Metadata-Version: 1.1
Name: wikipedia2vec
Version: 0.1.11
Summary: A tool for learning embeddings of words and entities from Wikipedia
Home-page: http://studio-ousia.github.io/wikipedia2vec/
Author: Studio Ousia
Author-email: ikuya@ousia.jp
License: UNKNOWN
Description: Wikipedia2Vec
        =============
        
        |Fury badge| |CircleCI|
        
        Introduction
        ------------
        
        Wikipedia2Vec is a tool used for obtaining quality embeddings (vector
        representations) of words and entities from Wikipedia. It is developed
        and maintained by `Studio Ousia <http://www.ousia.jp>`__.
        
        This tool enables you to learn embeddings that map words and entities
        into a unified continuous vector space. The embeddings can be used as
        word embeddings, entity embeddings, and the unified embeddings of words
        and entities. They are used in the state-of-the-art models of various
        tasks such as `entity linking <https://arxiv.org/abs/1601.01343>`__,
        `named entity recognition <http://www.aclweb.org/anthology/I17-2017>`__,
        `entity relatedness <https://arxiv.org/abs/1601.01343>`__, and `question
        answering <https://arxiv.org/abs/1803.08652>`__.
        
        The embeddings can be easily trained from a publicly available Wikipedia
        dump. The code is implemented in Python, and optimized using Cython and
        BLAS.
        
        How It Works
        ------------
        
        Wikipedia2Vec is based on the `Word2vec's skip-gram
        model <https://en.wikipedia.org/wiki/Word2vec>`__ that learns to predict
        neighboring words given each word in corpora. We extend the skip-gram
        model by adding the following two submodels:
        
        -  *The KB link graph model* that learns to estimate neighboring
           entities given an entity in the link graph of Wikipedia entities.
        -  *The anchor context model* that learns to predict neighboring words
           given an entity by using an anchor link that points to the entity and
           its neighboring words.
        
        By jointly optimizing the skip-gram model and these two submodels, our
        model simultaneously learns the embedding of words and entities from
        Wikipedia. For further details, please refer to our paper: `Joint
        Learning of the Embedding of Words and Entities for Named Entity
        Disambiguation <https://arxiv.org/abs/1601.01343>`__.
        
        Pretrained Embeddings
        ---------------------
        
        (coming soon)
        
        Installation
        ------------
        
        If you want to train embeddings on your machine, it is highly
        recommended to install a BLAS library before installing this tool. We
        recommend using `OpenBLAS <https://www.openblas.net/>`__ or `Intel Math
        Kernel Library <https://software.intel.com/en-us/mkl>`__.
        
        Wikipedia2Vec can be installed from PyPI:
        
        ::
        
            % pip install Wikipedia2Vec
        
        To process Japanese Wikipedia dumps, it is also required to install
        `MeCab <http://taku910.github.io/mecab/>`__ and `its Python
        binding <https://pypi.python.org/pypi/mecab-python3>`__.
        
        Learning Embeddings
        -------------------
        
        First, you need to download a source Wikipedia dump file (e.g.,
        enwiki-latest-pages-articles.xml.bz2) from `Wikimedia
        Downloads <https://dumps.wikimedia.org/>`__. The English dump file can
        be obtained by running the following command.

TASKS TO COMPLETE:
(1) Reproduce the passage of the Wikipedia2Vec description that begins with the words containing "To process Japanese" and ends with "the following command.".
(2) Extend the Wikipedia2Vec description with its next part, starting after the last sentence shown.

MATERIAL SUPPLIED:
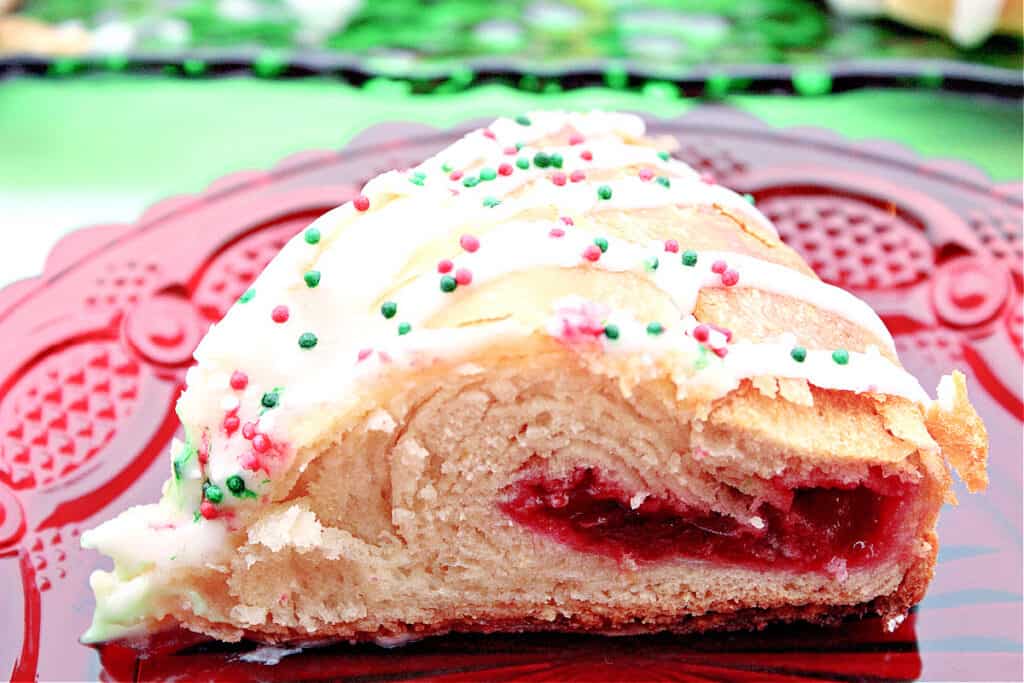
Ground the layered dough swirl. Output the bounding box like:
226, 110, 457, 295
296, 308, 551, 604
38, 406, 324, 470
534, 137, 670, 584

OUTPUTS:
(1)
To process Japanese Wikipedia dumps, it is also required to install
        `MeCab <http://taku910.github.io/mecab/>`__ and `its Python
        binding <https://pypi.python.org/pypi/mecab-python3>`__.
        
        Learning Embeddings
        -------------------
        
        First, you need to download a source Wikipedia dump file (e.g.,
        enwiki-latest-pages-articles.xml.bz2) from `Wikimedia
        Downloads <https://dumps.wikimedia.org/>`__. The English dump file can
        be obtained by running the following command.

(2)
        
        ::
        
            % wget https://dumps.wikimedia.org/enwiki/latest/enwiki-latest-pages-articles.xml.bz2
        
        Note that you do not need to decompress the dump file.
        
        Then, the embeddings can be trained from a Wikipedia dump using the
        *train* command.
        
        ::
        
            % wikipedia2vec train DUMP_FILE OUT_FILE
        
        **Arguments:**
        
        -  *DUMP\_FILE*: The Wikipedia dump file
        -  *OUT\_FILE*: The output file
        
        **Options:**
        
        -  *--dim-size*: The number of dimensions of the embeddings (default:
           100)
        -  *--window*: The maximum distance between the target item (word or
           entity) and the context word to be predicted (default: 5)
        -  *--iteration*: The number of iterations for Wikipedia pages (default:
           3)
        -  *--negative*: The number of negative samples (default: 5)
        -  *--lowercase/--no-lowercase*: Whether to lowercase words and phrases
           (default: True)
        -  *--min-word-count*: A word is ignored if the total frequency of the
           word is less than this value (default: 10)
        -  *--min-entity-count*: An entity is ignored if the total frequency of
           the entity appearing as the referent of an anchor link is less than
           this value (default: 5)
        -  *--min-paragraph-len*: A paragraph is ignored if its length is
           shorter than this value (default: 5)
        -  *--category*: If this option is specified, categories are included as
           entities in the dictionary (default: False)
        -  *--link-graph/--no-link-graph*: Whether to learn from the Wikipedia
           link graph (default: True)
        -  *--entities-per-page*: For processing each page, the specified number
           of randomly chosen entities are used to predict their neighboring
           entities in the link graph (default: 10)
        -  *--phrase/--no-phrase*: Whether to learn the embeddings of phrases
           (default: True)
        -  *--min-link-count*: A phrase is ignored if the total frequency of the
           phrase appearing as an anchor link is less than this value (default:
           10)
        -  *--min-link-prob*: A phrase is ignored if the probability of the
           phrase appearing as an anchor link is less than this value (default:
           0.1)
        -  *--max-phrase-len*: The maximum number of words in a phrase (default:
           4)
        -  *--init-alpha*: The initial learning rate (default: 0.025)
        -  *--min-alpha*: The minimum learning rate (default: 0.0001)
        -  *--sample*: The parameter that controls the downsampling of frequent
           words (default: 1e-4)
        
        The *train* command internally calls the five commands described below
        (namely, *build\_dump\_db*, *build\_phrase\_dictionary*,
        *build\_dictionary*, *build\_link\_graph*, and *train\_embedding*).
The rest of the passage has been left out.